-- Document excerpt start --

The Australian Grand Prix set the tone of unpredictable skies, unexpected pace swings, and a McLaren team that seemed to have built a car so aerodynamically dialed in that it seemed to levitate as it awarded its drivers purple sector after purple sector. McLaren’s Lando Norris snatched the victory with a combination of opportunism and weather-based fortune, though celebrated afterward as if he had single-handedly cured dampness itself. Oscar Piastri, McLaren’s other driver, looked unbelievably quick in qualifying and seemed to be on track to win his first home Grand Prix, but slid his hopes and dreams away in a particularly slippery section of the track to finish in a lowly P9. Ferrari seemed to look at their performance in 2024 and think to themselves, “What if we did just so much worse?” They proceeded to execute another trademark performance of the team’s post-2007 tomato-flavored incompetence, utterly bungling any attempt at a race strategy and crushing their star signee’s spirit right out the gate while telling their long-suffering golden boy that a water leak in his seat “must have been the water.” While this instance of hilarious miscommunication has been memed to death, it did not bode well for the team’s underwhelming form in recent years.

What really stood out after the checkered flag was not McLaren’s dominance, but Verstappen’s near-miss: he had been quicker when the track was in a tricky crossover phase between dry and wet, and had read the race almost perfectly, only losing due to the timing of his stop in worsening rain. What stood out and should have terrified the rest of the grid was that, even on a bad day, he was capable of reducing chaos to an inevitability. And inevitable is exactly what his momentum would prove to be.

Max Verstappen and Oscar Piastri at the start of the 2025 Australian Grand Prix.

Despite Piastri’s woes, McLaren and its fans left Australia with a sense of confidence and pride in their future so palpable it fogged every window in its Woking factory. The early races that followed seemed to confirm their pace advantage, with both drivers trading poles and wins like they were in the F1 video game rather than the real thing. But beneath the surface of this shiny new McLaren resurgence, hairline cracks had already formed. Their car was fast, brutally so, but only under very specific conditions: cooler track temps, clean air, and Verstappen not breathing down their necks. The moment he began to adapt and the Red Bull engineers found a performance window to exploit, the energy shifted. Meanwhile, the McLaren pit wall, continuing their team CEO, Zak Brown’s “papaya rules” racing ideology of not favoring either driver, which did nothing to control the situation. Instead, they let the two of them operate on conflicting strategies, harboring quiet resentment and leading to a polite civil war behind the radio messages.

-- Document excerpt end --

• What you are asked to do
According to the Australian Grand Prix recap, what position did Oscar Piastri finish in? The listing that follows comes from a separate source and has no connection to the text above.

-- Data provided start --

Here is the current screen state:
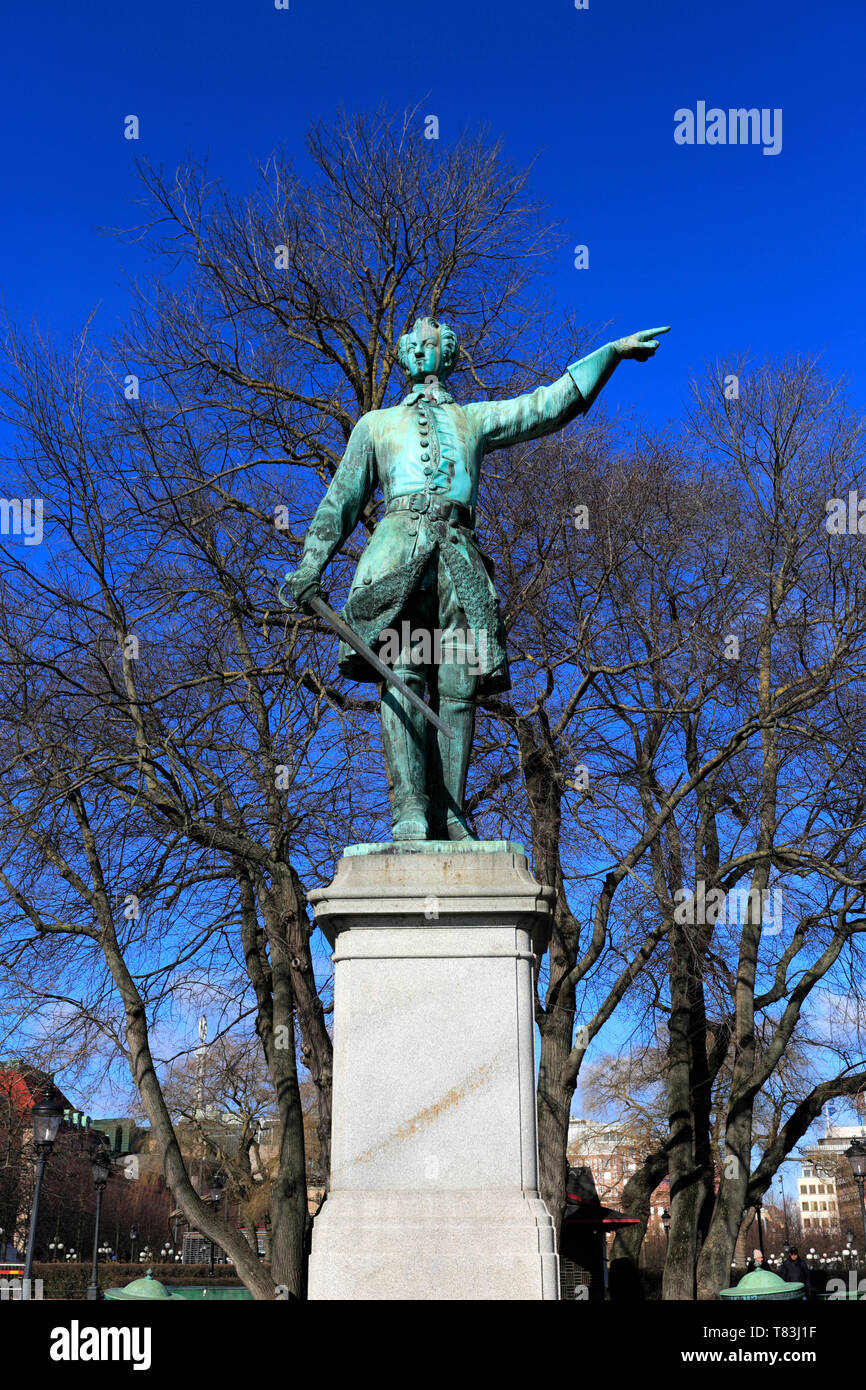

-- Data provided end --

• The solution
P9